#### EXCERPTED DATA

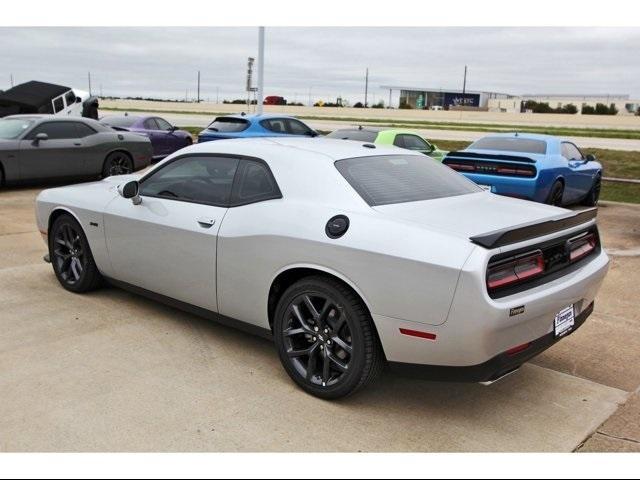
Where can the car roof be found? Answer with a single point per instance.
(528, 136)
(329, 149)
(255, 116)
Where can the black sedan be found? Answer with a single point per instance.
(48, 147)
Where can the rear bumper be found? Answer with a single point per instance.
(493, 368)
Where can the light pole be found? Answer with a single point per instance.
(259, 100)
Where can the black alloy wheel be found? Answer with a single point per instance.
(326, 339)
(71, 256)
(117, 163)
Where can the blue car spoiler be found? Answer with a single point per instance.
(527, 231)
(483, 156)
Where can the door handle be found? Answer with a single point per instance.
(206, 222)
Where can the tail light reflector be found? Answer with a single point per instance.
(515, 270)
(581, 247)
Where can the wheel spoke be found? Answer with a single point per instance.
(337, 363)
(312, 363)
(312, 309)
(301, 353)
(342, 344)
(326, 368)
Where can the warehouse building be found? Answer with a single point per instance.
(423, 98)
(515, 104)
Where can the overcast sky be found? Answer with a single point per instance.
(163, 62)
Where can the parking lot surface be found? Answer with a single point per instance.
(111, 371)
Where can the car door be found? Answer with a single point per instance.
(167, 244)
(58, 156)
(156, 136)
(578, 179)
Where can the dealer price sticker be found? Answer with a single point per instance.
(564, 321)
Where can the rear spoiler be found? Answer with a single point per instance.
(483, 156)
(527, 231)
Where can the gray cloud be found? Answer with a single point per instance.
(162, 62)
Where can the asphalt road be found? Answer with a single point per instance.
(111, 371)
(196, 120)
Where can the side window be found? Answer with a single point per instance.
(55, 130)
(413, 142)
(58, 104)
(83, 130)
(255, 183)
(276, 125)
(70, 97)
(198, 179)
(150, 124)
(297, 128)
(163, 124)
(399, 141)
(571, 152)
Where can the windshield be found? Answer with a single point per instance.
(387, 179)
(11, 128)
(122, 122)
(228, 124)
(510, 144)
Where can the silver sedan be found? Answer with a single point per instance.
(349, 255)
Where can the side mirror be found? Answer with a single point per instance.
(41, 137)
(130, 190)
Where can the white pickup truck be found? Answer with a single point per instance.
(47, 98)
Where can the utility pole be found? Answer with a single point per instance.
(366, 87)
(464, 84)
(259, 100)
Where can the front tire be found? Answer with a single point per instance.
(117, 163)
(556, 193)
(326, 339)
(71, 256)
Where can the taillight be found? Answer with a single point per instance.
(517, 171)
(515, 270)
(581, 247)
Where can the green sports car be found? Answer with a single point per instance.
(384, 136)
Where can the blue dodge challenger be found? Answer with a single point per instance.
(541, 168)
(265, 125)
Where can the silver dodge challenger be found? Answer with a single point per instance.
(351, 256)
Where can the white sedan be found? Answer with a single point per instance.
(349, 255)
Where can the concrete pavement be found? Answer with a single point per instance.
(110, 371)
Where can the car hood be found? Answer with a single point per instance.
(473, 214)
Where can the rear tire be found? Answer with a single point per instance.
(117, 163)
(326, 339)
(555, 195)
(591, 200)
(71, 256)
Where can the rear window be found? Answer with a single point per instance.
(387, 179)
(510, 144)
(358, 135)
(122, 122)
(228, 124)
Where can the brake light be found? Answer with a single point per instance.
(581, 247)
(515, 270)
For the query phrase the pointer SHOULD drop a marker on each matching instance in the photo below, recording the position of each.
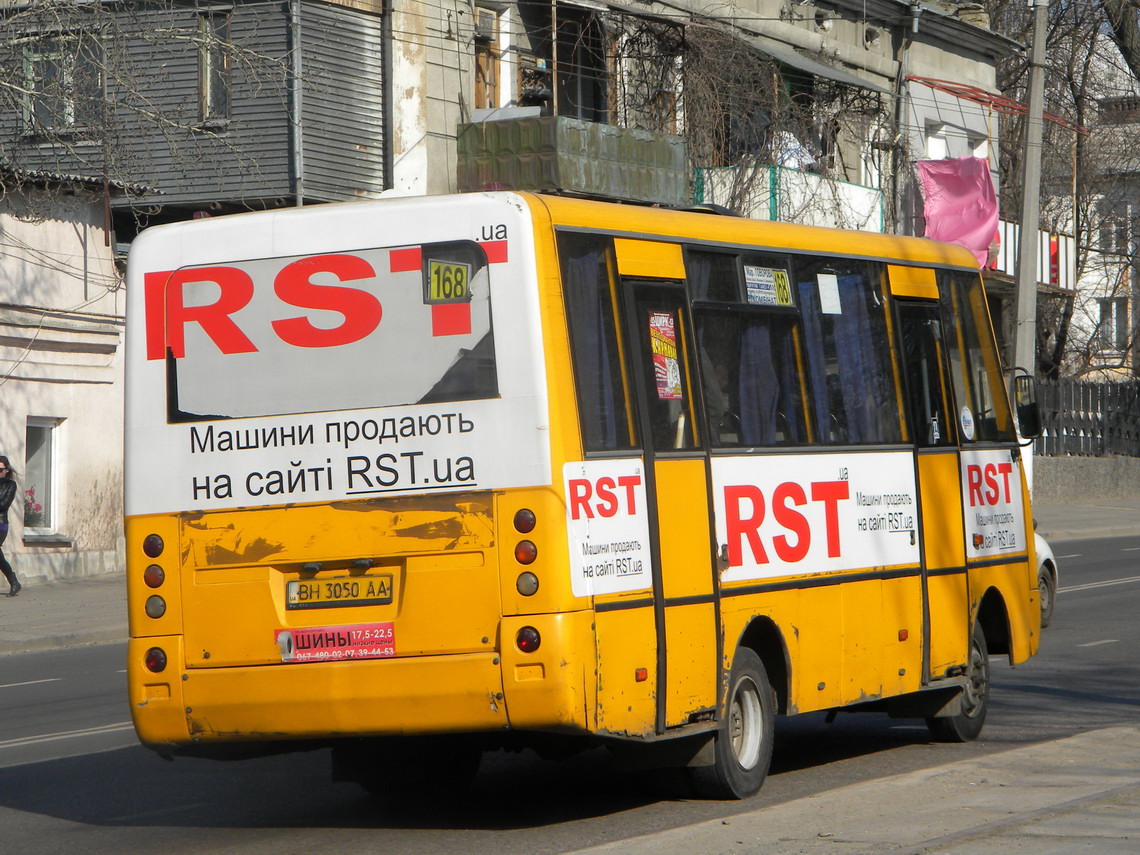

########

== WHAT THE EXERCISE ASKS ==
Can you rewrite all the entries with every "a single point" replaced by "one point", leaving everything else unchanged and omitting the pictures?

== IN RESPONSE ==
Where can the car roof be found? Answer with one point per instance.
(528, 136)
(329, 149)
(255, 116)
Where can the black sedan be found? Answer with one point per instance.
(48, 147)
Where can the rear bumper be found? Answer with one point per instance.
(493, 368)
Where can the light pole be found? Answer with one point per instance.
(259, 100)
Where can the black alloy wheel be found? Answer with one point per instance.
(326, 339)
(71, 256)
(117, 163)
Where can the blue car spoiler be found? Answer with one point per instance.
(527, 231)
(483, 156)
Where can the door handle be found? Answer with one point per instance.
(206, 222)
Where can the tail light reflector be found? Answer with one point per instance.
(515, 270)
(581, 247)
Where can the wheel spoke be found? Answer with one point per instance.
(337, 363)
(312, 363)
(312, 309)
(301, 353)
(342, 344)
(326, 368)
Where can the warehouse building be found? Answer with one point per instance.
(423, 98)
(515, 104)
Where can the overcast sky be found? Answer with one point per instance.
(163, 62)
Where can the parking lot surface be found? Answer with one point per instance.
(111, 371)
Where can the car door be found? Answer with one point per instance.
(167, 244)
(58, 156)
(156, 136)
(578, 179)
Where can the dealer price sticker be found? Answer with one point per instance.
(564, 321)
Where can the rear spoiler be found? Answer with one point per instance.
(483, 156)
(527, 231)
Where can the gray cloud be found? Answer with one point per instance.
(162, 62)
Where can the asphalt road be found? Answer with one point per instance.
(111, 371)
(196, 120)
Where can the side window be found? Answer with one point per instance.
(55, 130)
(413, 142)
(58, 104)
(83, 130)
(255, 183)
(276, 125)
(70, 97)
(198, 179)
(150, 124)
(297, 128)
(163, 124)
(399, 141)
(571, 152)
Where can the windshield be found? Answer with one point per instance.
(387, 179)
(11, 128)
(122, 122)
(228, 124)
(510, 144)
Where can the silver sedan be found? Answer with one point per instance.
(349, 255)
Where can the side mirror be found? Answer with one point per instance.
(41, 137)
(130, 190)
Where can the white pickup truck be found? Answer with one point per instance.
(47, 98)
Where can the utility pole be found? Answer with one point per instance.
(366, 87)
(464, 84)
(259, 100)
Where can the front tire be found? Answer with one point per instance.
(117, 163)
(556, 193)
(326, 339)
(71, 256)
Where can the taillight be found? Answer with one point per instance.
(517, 171)
(515, 270)
(581, 247)
Where can the green sports car be found? Answer with one point per instance.
(384, 136)
Where can the blue dodge challenger be found? Answer with one point per instance.
(541, 168)
(265, 125)
Where can the silver dodge challenger be found? Answer with one point per instance.
(351, 256)
Where can the white sedan be found? Answer with one point per instance.
(349, 255)
Where can the concrete pavement be found? Answer with one point per instance.
(110, 371)
Where can the car hood be found? Answer with one point per instance.
(473, 214)
Where can the rear tire be found? Answer with one point per instance.
(117, 163)
(326, 339)
(555, 195)
(591, 200)
(71, 256)
Where can the rear window be found? Answer with one point per instance.
(387, 179)
(510, 144)
(358, 135)
(122, 122)
(228, 124)
Where can the brake light be found? Answer with one point per instance.
(581, 247)
(515, 270)
For the query phrase the pointer SHOULD drop a marker on each matching instance in the photo below, recording the position of each.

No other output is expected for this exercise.